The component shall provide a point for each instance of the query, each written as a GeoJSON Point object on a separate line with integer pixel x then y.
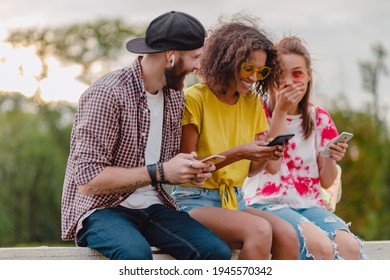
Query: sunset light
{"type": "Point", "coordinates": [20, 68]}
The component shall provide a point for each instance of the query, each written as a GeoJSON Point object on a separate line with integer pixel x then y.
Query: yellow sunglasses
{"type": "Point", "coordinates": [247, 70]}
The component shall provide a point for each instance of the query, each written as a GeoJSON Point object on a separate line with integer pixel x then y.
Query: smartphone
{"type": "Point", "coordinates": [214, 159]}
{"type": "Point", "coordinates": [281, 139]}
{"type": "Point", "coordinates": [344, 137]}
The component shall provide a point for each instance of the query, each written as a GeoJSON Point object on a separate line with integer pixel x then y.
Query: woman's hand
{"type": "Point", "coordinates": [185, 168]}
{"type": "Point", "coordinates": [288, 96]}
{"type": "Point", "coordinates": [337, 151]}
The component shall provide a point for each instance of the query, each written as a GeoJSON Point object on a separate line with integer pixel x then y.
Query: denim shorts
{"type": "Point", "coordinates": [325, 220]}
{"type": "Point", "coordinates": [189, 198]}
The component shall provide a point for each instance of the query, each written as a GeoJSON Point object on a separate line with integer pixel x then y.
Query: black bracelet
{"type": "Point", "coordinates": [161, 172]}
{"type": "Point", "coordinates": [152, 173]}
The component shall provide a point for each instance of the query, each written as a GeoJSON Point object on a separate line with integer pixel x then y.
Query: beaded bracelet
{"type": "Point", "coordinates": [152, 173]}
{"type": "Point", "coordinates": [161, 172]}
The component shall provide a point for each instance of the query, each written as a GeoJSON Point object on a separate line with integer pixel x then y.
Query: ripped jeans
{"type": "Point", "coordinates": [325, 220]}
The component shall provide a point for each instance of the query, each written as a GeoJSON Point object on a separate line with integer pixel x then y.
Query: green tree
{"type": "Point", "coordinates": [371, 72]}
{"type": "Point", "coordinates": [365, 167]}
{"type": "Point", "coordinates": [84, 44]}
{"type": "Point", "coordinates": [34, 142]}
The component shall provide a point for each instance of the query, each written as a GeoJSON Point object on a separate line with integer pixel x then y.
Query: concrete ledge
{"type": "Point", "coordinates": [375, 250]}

● ● ● ● ●

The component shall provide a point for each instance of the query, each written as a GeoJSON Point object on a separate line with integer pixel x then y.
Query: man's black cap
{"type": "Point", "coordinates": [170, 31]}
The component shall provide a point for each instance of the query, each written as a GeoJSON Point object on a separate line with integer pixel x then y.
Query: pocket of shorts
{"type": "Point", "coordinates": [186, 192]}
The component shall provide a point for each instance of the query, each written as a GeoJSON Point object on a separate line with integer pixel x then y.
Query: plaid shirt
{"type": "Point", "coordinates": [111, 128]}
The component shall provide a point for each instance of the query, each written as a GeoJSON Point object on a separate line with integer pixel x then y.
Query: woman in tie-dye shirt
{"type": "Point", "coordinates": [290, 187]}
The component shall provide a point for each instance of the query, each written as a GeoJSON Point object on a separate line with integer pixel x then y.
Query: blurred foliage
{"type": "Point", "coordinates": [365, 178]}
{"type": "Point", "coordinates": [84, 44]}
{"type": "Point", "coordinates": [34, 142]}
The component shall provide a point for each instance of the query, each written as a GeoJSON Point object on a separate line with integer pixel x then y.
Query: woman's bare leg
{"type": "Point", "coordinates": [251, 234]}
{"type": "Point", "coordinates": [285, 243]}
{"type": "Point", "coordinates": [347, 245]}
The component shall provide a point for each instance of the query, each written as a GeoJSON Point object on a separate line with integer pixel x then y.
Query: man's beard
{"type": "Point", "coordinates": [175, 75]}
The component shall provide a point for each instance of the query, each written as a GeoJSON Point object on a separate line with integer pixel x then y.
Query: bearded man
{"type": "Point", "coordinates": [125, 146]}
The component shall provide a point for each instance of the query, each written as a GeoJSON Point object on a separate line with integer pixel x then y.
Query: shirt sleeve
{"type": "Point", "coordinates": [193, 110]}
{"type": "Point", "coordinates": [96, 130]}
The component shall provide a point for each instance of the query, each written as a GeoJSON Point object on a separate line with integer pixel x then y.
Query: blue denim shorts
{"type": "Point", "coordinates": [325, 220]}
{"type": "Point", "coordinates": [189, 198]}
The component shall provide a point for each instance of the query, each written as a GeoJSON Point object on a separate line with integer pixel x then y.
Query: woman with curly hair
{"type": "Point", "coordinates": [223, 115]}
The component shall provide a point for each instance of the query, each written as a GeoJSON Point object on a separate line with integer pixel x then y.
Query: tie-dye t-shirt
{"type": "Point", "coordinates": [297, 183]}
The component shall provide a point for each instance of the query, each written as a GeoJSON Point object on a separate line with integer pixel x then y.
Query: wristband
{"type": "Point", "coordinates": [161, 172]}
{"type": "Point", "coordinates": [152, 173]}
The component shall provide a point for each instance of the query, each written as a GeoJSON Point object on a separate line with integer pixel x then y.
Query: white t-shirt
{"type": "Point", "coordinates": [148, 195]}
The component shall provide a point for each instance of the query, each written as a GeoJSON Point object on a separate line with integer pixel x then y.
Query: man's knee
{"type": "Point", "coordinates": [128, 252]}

● ● ● ● ●

WHAT IS REQUIRED
Select every line above that contains the word "shirt".

EXERCISE SOLUTION
Query: plaid shirt
Query: woman in tie-dye shirt
Query: shirt sleeve
Query: tie-dye t-shirt
Query: white t-shirt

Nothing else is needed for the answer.